[TASK ITEM] Pull every line of the rows below out verbatim, leaving out the pictures.
++++ MATERIALS PROVIDED ++++
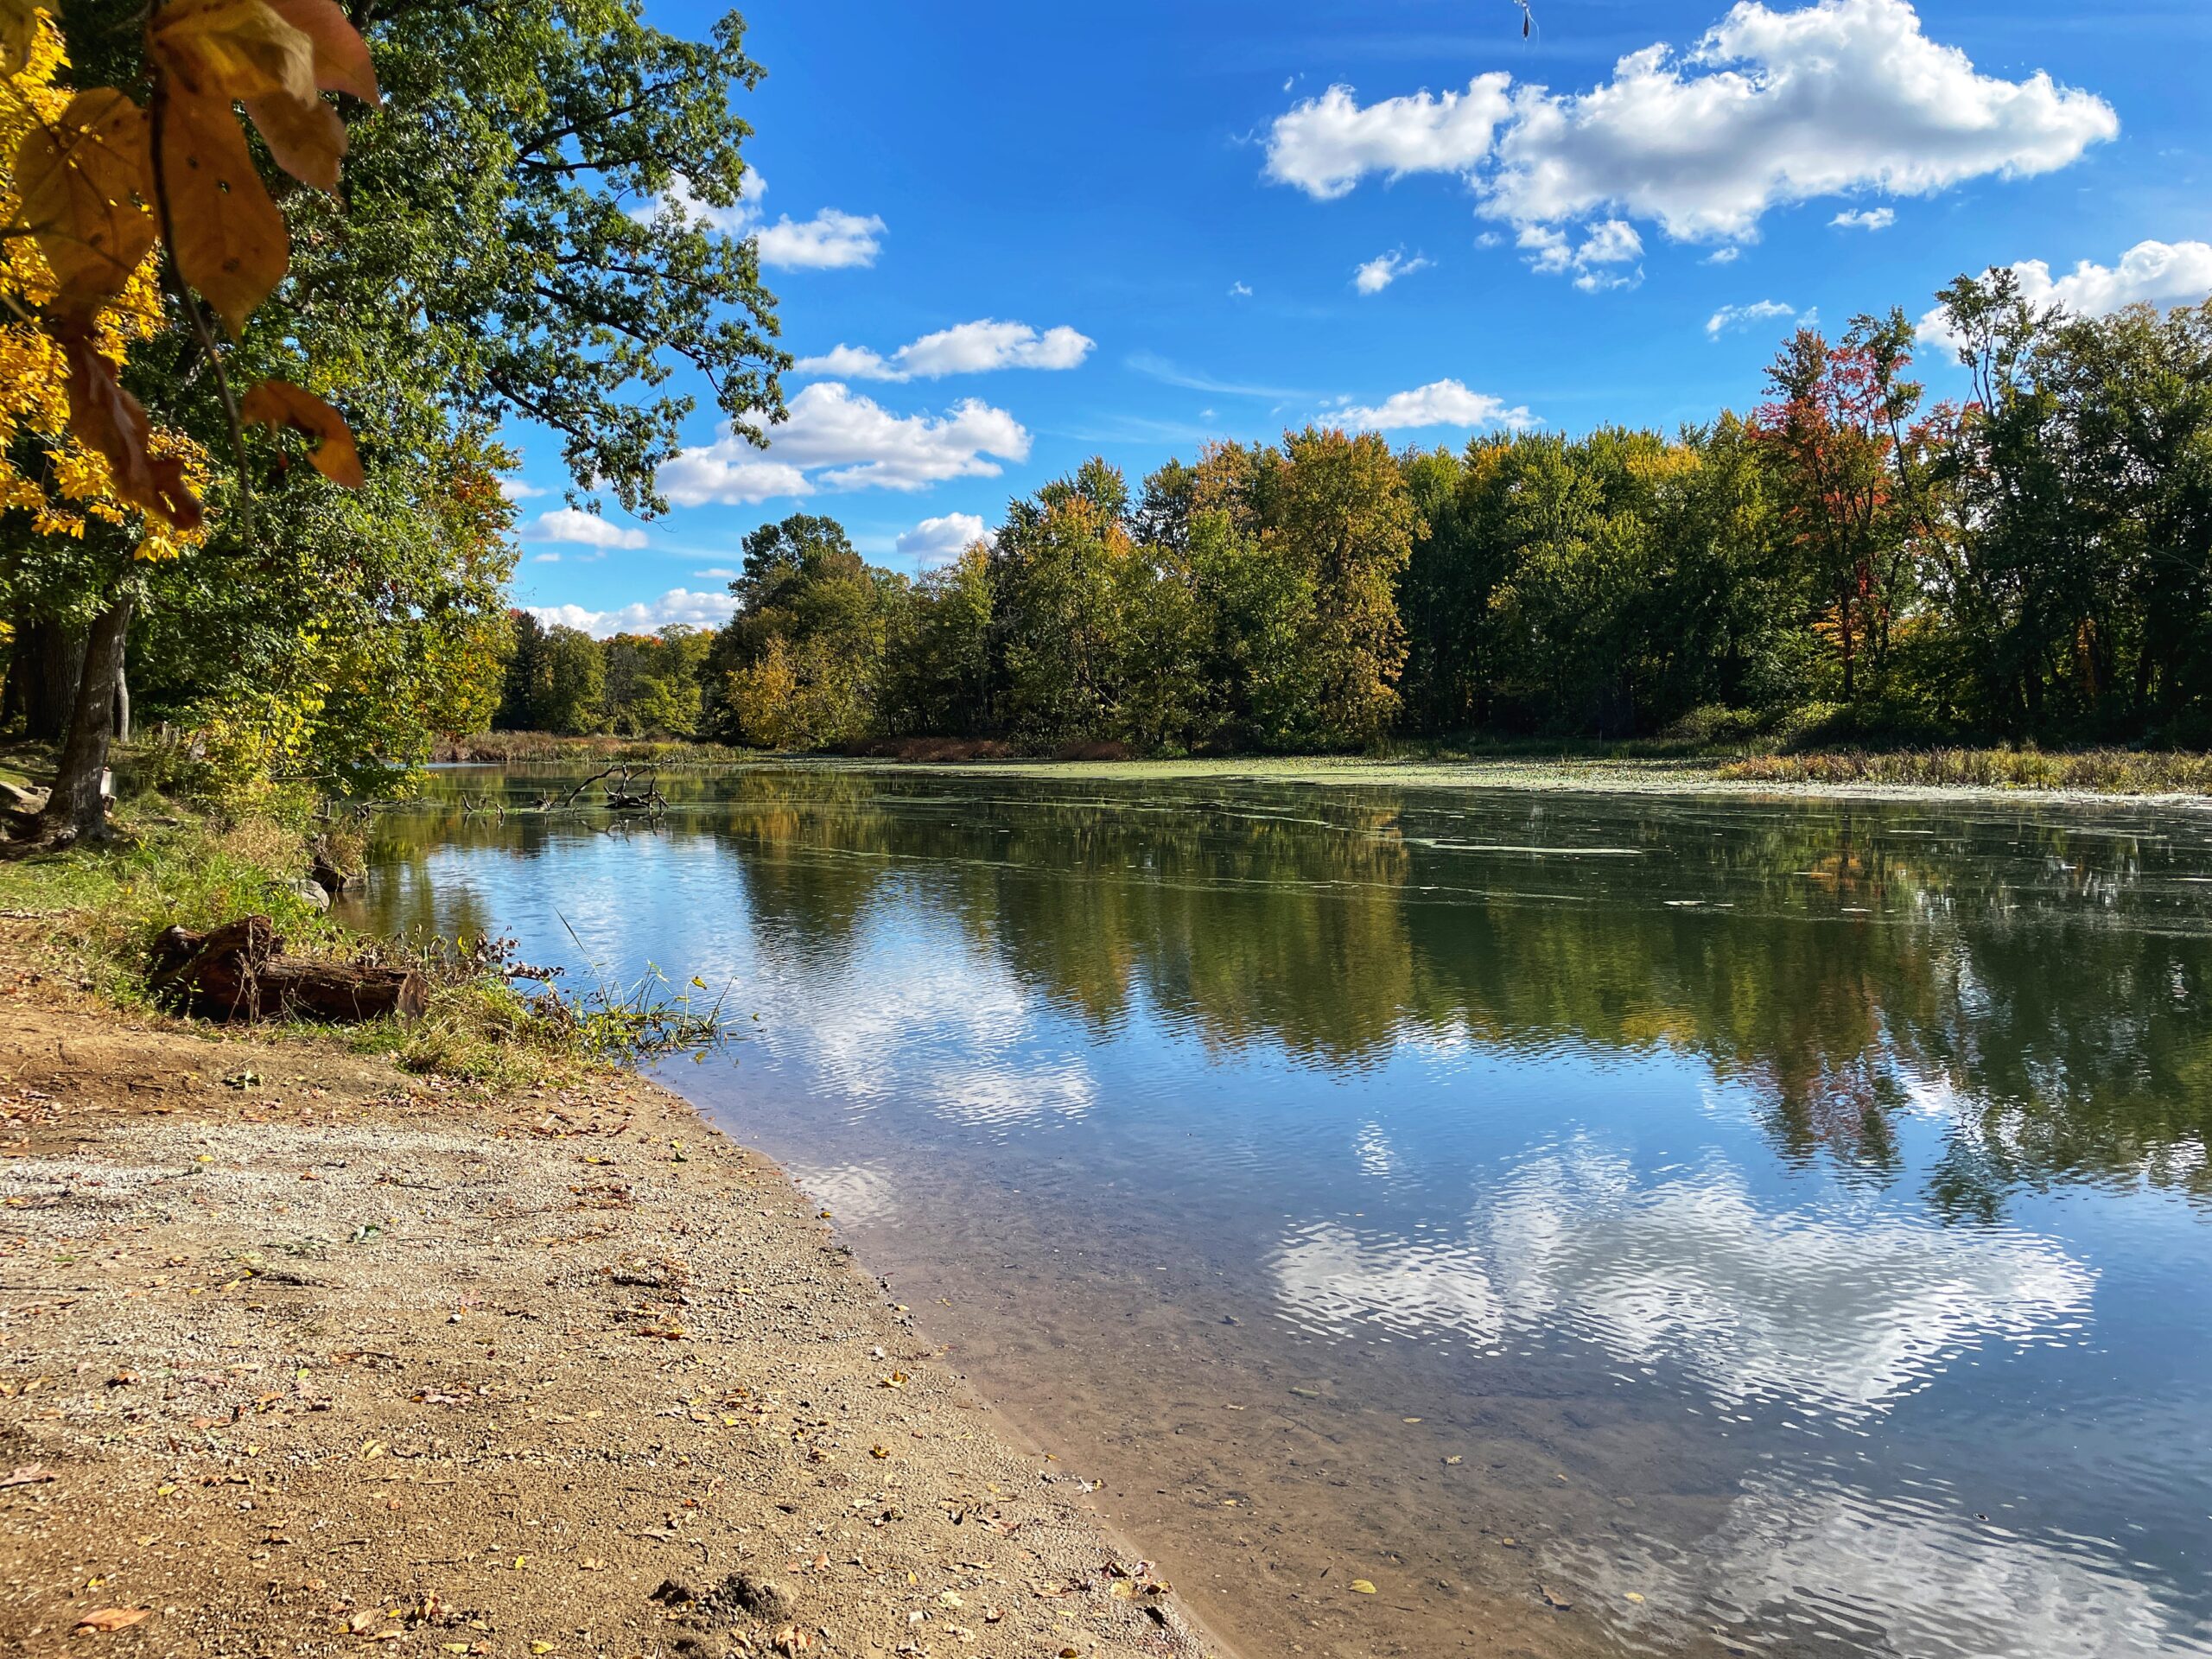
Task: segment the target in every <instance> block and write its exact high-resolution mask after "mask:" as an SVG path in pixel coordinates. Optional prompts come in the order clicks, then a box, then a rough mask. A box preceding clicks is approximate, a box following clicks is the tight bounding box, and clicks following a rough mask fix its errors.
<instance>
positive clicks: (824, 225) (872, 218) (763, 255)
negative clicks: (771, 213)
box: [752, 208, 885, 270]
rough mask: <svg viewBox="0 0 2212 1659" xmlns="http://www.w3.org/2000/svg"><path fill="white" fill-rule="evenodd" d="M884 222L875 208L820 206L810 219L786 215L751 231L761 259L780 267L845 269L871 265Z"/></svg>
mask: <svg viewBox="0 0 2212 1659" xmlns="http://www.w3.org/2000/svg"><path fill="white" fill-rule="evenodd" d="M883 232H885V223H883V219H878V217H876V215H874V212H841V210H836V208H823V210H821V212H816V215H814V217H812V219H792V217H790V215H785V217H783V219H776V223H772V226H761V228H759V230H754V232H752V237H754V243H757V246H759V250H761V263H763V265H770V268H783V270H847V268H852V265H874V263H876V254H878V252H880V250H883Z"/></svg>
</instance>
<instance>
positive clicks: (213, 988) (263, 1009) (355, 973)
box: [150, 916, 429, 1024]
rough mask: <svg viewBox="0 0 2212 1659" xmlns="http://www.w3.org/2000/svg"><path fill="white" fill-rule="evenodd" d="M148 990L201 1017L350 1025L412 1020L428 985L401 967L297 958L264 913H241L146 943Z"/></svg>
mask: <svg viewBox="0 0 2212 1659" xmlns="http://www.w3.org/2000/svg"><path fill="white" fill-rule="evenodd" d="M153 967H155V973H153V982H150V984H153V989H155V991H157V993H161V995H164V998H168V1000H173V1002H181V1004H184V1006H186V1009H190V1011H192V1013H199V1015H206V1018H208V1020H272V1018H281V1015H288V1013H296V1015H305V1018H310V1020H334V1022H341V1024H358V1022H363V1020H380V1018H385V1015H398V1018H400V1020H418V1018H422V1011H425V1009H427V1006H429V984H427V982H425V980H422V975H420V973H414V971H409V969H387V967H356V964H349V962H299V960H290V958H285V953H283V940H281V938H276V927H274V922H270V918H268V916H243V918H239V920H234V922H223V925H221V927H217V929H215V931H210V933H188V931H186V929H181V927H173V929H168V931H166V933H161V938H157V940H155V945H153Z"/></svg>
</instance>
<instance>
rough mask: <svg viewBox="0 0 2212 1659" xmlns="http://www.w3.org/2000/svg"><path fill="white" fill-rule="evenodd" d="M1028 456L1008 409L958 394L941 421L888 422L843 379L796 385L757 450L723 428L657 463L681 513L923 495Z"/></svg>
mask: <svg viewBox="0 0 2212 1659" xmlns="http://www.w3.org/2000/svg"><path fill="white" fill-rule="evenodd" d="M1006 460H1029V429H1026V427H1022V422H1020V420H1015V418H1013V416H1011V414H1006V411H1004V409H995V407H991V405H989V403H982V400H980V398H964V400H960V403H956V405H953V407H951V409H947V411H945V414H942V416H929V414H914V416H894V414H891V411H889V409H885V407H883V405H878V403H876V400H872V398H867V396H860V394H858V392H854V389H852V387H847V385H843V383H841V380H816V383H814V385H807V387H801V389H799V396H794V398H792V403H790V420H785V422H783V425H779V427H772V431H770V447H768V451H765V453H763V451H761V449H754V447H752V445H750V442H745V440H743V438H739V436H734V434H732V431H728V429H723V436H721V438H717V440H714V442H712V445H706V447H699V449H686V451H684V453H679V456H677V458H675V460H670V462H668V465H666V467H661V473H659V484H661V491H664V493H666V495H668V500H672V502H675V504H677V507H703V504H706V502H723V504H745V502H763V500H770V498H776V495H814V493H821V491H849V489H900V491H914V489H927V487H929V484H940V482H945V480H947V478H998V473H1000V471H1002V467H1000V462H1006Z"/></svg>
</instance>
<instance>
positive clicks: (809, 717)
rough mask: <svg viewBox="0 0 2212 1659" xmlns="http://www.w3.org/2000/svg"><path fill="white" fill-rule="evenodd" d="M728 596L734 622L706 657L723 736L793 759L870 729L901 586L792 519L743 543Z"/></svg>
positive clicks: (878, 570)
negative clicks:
++++
[SOLUTION TO THIS TASK]
Task: segment the target in every <instance> block and write its exact high-resolution mask after "mask:" as an SVG path in pixel coordinates. Optional prompts come in the order clicks, then a box, then a rough mask. A box preceding clicks is approximate, a box following clicks is the tight bounding box, and clicks following a rough mask fix its errors.
<instance>
positive clicks: (824, 225) (872, 218) (763, 255)
negative clicks: (771, 213)
box: [752, 208, 885, 270]
rough mask: <svg viewBox="0 0 2212 1659" xmlns="http://www.w3.org/2000/svg"><path fill="white" fill-rule="evenodd" d="M884 222L875 208L820 206L810 219L786 215L751 231L761 259L780 267L845 269L871 265Z"/></svg>
mask: <svg viewBox="0 0 2212 1659" xmlns="http://www.w3.org/2000/svg"><path fill="white" fill-rule="evenodd" d="M883 232H885V223H883V219H878V217H876V215H874V212H841V210H836V208H823V210H821V212H816V215H814V217H812V219H792V217H790V215H785V217H783V219H776V223H772V226H761V228H759V230H754V232H752V237H754V243H757V246H759V250H761V263H763V265H770V268H783V270H847V268H852V265H874V263H876V254H878V252H880V250H883Z"/></svg>
</instance>
<instance>
positive clicks: (213, 988) (263, 1009) (355, 973)
box: [150, 916, 429, 1024]
rough mask: <svg viewBox="0 0 2212 1659" xmlns="http://www.w3.org/2000/svg"><path fill="white" fill-rule="evenodd" d="M148 990L201 1017L350 1025L412 1020L428 985L401 967L297 958L264 913H241L146 943Z"/></svg>
mask: <svg viewBox="0 0 2212 1659" xmlns="http://www.w3.org/2000/svg"><path fill="white" fill-rule="evenodd" d="M153 967H155V973H153V982H150V984H153V989H155V991H157V993H161V995H164V998H168V1000H173V1002H181V1004H184V1006H186V1009H190V1011H192V1013H199V1015H206V1018H208V1020H272V1018H281V1015H288V1013H296V1015H305V1018H310V1020H334V1022H341V1024H358V1022H363V1020H380V1018H385V1015H398V1018H400V1020H418V1018H422V1011H425V1009H427V1006H429V984H427V982H425V980H422V975H420V973H414V971H409V969H387V967H356V964H349V962H299V960H290V958H285V953H283V940H281V938H276V927H274V922H270V918H268V916H243V918H239V920H234V922H223V925H221V927H217V929H215V931H210V933H188V931H186V929H181V927H173V929H168V931H166V933H161V938H157V940H155V945H153Z"/></svg>
</instance>
<instance>
rough mask: <svg viewBox="0 0 2212 1659" xmlns="http://www.w3.org/2000/svg"><path fill="white" fill-rule="evenodd" d="M1028 456L1008 409L958 394L941 421L888 422L843 379L796 385L757 450L723 428L657 463L681 513L923 495Z"/></svg>
mask: <svg viewBox="0 0 2212 1659" xmlns="http://www.w3.org/2000/svg"><path fill="white" fill-rule="evenodd" d="M1006 460H1029V429H1026V427H1022V422H1020V420H1015V418H1013V416H1011V414H1006V411H1004V409H995V407H991V405H989V403H982V400H980V398H964V400H960V403H956V405H953V407H951V409H947V411H945V414H942V416H929V414H914V416H894V414H891V411H889V409H885V407H883V405H878V403H876V400H872V398H867V396H860V394H858V392H854V389H852V387H847V385H843V383H841V380H816V383H814V385H807V387H801V389H799V396H794V398H792V403H790V420H785V422H783V425H779V427H772V431H770V447H768V451H765V453H763V451H761V449H754V447H752V445H750V442H745V440H743V438H739V436H734V434H732V431H728V429H723V436H721V438H717V440H714V442H712V445H706V447H699V449H686V451H684V453H679V456H677V458H675V460H670V462H668V465H666V467H661V473H659V484H661V491H664V493H666V495H668V500H672V502H675V504H677V507H703V504H706V502H723V504H745V502H763V500H770V498H776V495H814V493H821V491H849V489H900V491H914V489H927V487H929V484H940V482H945V480H947V478H998V473H1000V471H1002V467H1000V462H1006Z"/></svg>
</instance>
<instance>
positive clicks: (809, 717)
rough mask: <svg viewBox="0 0 2212 1659" xmlns="http://www.w3.org/2000/svg"><path fill="white" fill-rule="evenodd" d="M728 596L734 622L706 657L723 736L793 759L870 729L901 586L792 519L743 543Z"/></svg>
positive clicks: (878, 570)
negative clicks:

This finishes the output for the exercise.